Stated goal
Write out the listing below again, requests included, starting at the line that contains "In the photo above, where can the sky" and ending at the last line of the listing, and shift every coordinate in the answers up by 84. Leave the pictures out of your answer.

(Some records)

■ ■ ■

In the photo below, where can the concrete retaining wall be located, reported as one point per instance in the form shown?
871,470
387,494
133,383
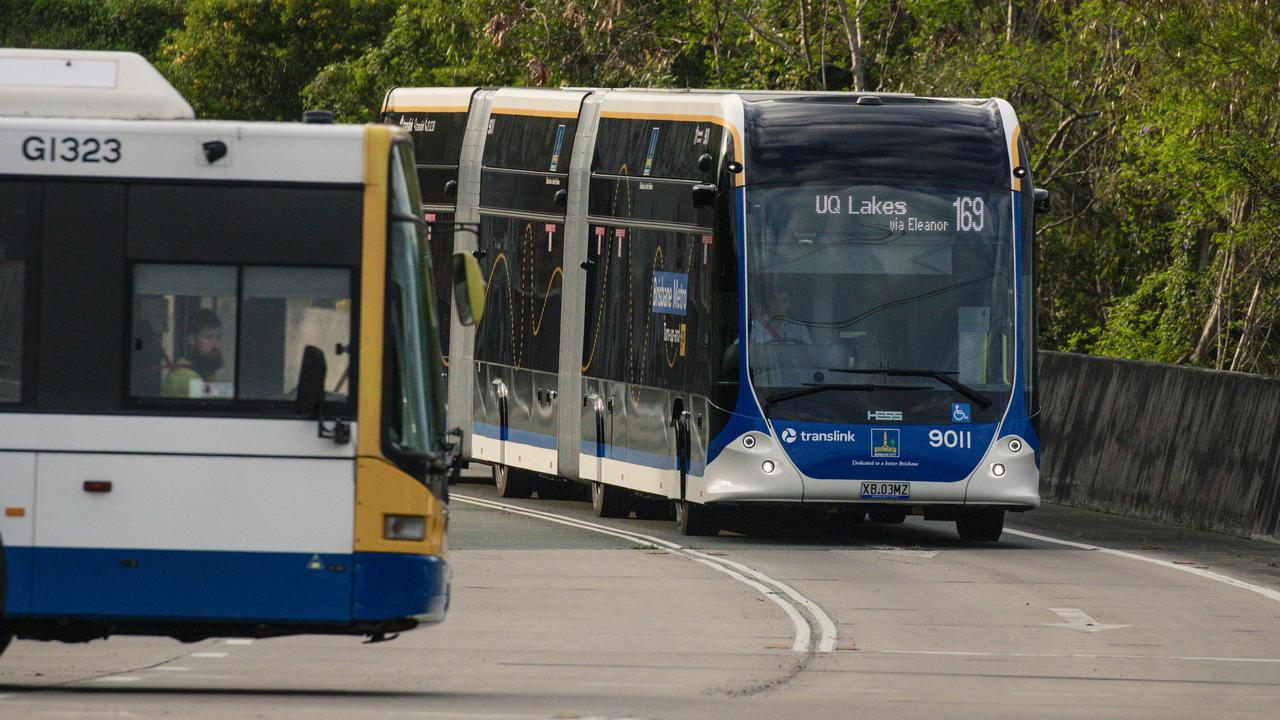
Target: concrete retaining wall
1180,445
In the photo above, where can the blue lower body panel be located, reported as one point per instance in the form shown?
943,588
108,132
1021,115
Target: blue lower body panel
401,586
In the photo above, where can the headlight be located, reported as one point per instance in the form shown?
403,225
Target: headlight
403,527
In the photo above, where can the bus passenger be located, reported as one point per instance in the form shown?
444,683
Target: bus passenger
776,326
201,359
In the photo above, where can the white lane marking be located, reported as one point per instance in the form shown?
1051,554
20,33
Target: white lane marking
627,684
1077,619
903,551
744,574
827,642
1216,577
1078,656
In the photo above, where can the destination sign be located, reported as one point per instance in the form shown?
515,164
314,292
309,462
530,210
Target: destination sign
970,213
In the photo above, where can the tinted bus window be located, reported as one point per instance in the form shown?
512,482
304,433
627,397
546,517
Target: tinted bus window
17,223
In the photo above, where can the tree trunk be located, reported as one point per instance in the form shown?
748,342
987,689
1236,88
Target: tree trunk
854,32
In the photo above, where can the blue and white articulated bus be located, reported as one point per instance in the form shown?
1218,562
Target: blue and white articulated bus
216,354
734,300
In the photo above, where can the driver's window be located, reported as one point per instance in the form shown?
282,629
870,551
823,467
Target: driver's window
225,332
282,311
183,342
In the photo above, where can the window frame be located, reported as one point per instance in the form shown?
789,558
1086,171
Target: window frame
237,406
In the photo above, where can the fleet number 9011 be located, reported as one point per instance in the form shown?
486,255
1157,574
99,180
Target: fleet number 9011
951,438
71,149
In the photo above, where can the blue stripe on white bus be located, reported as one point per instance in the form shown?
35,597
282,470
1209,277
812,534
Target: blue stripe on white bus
279,587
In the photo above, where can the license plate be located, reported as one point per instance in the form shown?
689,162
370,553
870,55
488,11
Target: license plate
886,491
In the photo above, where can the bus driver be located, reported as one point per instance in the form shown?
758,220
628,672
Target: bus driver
201,359
776,326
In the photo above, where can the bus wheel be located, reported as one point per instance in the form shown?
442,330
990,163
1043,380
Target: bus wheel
981,524
695,519
888,515
609,501
510,484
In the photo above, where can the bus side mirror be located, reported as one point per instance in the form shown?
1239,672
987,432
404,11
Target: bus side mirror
467,288
704,195
1041,196
310,382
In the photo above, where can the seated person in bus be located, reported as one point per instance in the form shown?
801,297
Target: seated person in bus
776,327
201,358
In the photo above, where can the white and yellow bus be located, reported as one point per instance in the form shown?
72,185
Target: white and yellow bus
218,409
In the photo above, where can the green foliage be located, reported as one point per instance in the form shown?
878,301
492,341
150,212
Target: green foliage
251,59
1153,123
88,24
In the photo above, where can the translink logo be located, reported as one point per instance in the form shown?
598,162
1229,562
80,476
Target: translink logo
790,434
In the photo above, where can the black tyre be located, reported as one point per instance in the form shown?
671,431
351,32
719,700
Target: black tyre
511,483
981,524
695,519
888,515
609,501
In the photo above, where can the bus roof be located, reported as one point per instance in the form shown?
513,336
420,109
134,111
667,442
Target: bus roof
82,83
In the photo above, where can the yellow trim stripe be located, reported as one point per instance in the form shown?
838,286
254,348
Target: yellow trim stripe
373,278
426,109
714,119
529,113
382,488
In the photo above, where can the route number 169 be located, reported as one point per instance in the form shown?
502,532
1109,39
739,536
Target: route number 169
970,214
951,438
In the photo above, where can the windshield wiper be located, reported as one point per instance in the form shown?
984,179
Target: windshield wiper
941,376
813,388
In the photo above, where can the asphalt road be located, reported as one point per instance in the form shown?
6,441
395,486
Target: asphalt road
552,619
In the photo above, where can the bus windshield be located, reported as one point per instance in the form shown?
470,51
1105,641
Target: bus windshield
873,302
408,422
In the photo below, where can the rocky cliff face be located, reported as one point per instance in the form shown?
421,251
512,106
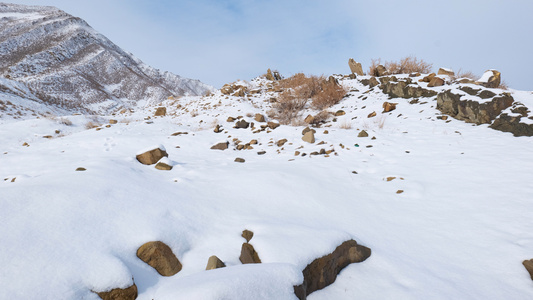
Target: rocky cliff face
57,59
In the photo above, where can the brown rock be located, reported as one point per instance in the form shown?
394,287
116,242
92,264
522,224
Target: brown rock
355,67
528,264
309,137
151,157
214,263
387,106
160,111
323,271
247,234
160,257
220,146
447,72
129,293
248,255
436,81
259,118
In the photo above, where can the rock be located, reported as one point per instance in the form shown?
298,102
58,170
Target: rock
490,79
248,255
362,134
129,293
152,156
528,264
473,111
436,81
242,124
164,164
272,125
340,113
281,142
355,67
214,263
323,271
388,107
220,146
309,137
447,72
247,235
259,118
160,257
160,111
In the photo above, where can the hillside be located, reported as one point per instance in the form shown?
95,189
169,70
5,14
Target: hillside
50,57
441,199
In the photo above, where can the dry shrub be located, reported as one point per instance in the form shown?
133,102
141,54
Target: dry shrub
406,65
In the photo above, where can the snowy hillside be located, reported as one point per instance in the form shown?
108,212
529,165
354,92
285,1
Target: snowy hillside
62,62
443,204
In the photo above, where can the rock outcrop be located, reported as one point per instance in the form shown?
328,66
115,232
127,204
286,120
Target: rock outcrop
160,257
323,271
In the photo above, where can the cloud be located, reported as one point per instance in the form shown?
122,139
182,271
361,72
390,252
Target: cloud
221,41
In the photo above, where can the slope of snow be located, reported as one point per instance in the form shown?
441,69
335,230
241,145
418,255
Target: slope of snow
459,230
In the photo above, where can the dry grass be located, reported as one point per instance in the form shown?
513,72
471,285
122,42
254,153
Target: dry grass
406,65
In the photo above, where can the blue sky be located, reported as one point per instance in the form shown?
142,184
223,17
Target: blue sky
222,41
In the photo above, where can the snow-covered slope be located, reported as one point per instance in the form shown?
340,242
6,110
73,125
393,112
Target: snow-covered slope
444,205
65,63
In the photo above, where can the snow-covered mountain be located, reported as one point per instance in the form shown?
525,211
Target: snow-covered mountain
53,58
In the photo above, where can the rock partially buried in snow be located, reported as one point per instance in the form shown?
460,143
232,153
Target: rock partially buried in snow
214,263
152,155
160,257
323,271
129,293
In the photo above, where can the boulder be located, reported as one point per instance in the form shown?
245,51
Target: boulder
160,111
214,263
129,293
490,79
528,264
436,81
242,124
323,271
248,254
355,67
309,137
388,107
160,257
151,157
447,72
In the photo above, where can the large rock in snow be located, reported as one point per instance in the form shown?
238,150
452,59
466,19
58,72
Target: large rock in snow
160,257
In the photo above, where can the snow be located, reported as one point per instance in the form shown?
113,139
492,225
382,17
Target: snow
460,229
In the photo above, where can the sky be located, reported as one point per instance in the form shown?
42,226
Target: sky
222,41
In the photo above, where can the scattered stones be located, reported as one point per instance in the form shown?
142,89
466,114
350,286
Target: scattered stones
248,255
309,137
129,293
247,235
152,156
528,264
214,263
323,271
355,67
259,118
160,257
388,107
220,146
160,111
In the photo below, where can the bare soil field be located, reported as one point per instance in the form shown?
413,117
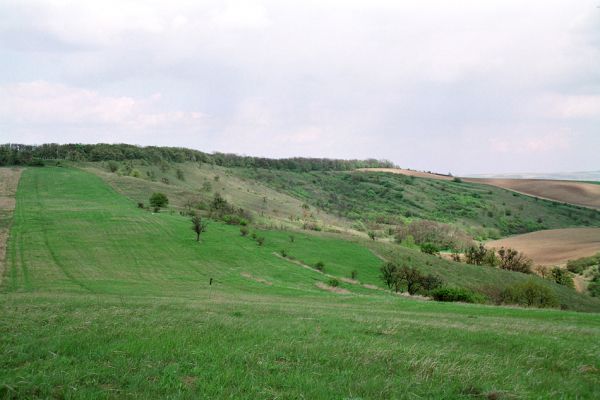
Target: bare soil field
409,172
9,179
554,247
579,193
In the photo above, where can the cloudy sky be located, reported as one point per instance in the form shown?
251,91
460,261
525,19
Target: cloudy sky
461,86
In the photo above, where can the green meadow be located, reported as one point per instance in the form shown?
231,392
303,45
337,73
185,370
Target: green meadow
102,299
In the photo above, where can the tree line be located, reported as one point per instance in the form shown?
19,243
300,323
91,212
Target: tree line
21,154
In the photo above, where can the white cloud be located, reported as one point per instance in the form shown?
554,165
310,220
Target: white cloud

■ ■ ■

Solution to the exercise
In the photo above, where can the sky be located, reported as one point per instance in the form shown?
42,226
Target: sky
306,125
In the photo above, where can the scattered stones be located, reported as one point per instance in the form shown?
142,89
466,114
350,286
Target: scattered stones
332,339
393,221
213,377
331,319
236,240
612,348
298,347
407,355
439,151
343,202
244,341
472,191
304,230
244,195
In the photo below, where can the bare soil field be located, reported as one point per instance in the form shown?
413,117
Target: bare soil field
493,256
93,263
638,331
663,277
In the photo above, where can the cloudy sky be located, reported as one point per instance in the form shown?
251,91
460,261
525,19
Target: cloudy sky
545,170
In the photo above, where can the green meadow be located, reported as one point per instance in the form shown?
231,392
303,45
337,73
185,370
Target: green meadow
186,383
In the photo above, where can the tree line be located, reported as one point per instance in the form shown?
19,243
300,323
91,212
Target: tree line
105,238
In the photo above, where can the white cloud be located, reported as one point per instance in the form shown?
554,165
310,220
Target: white cloud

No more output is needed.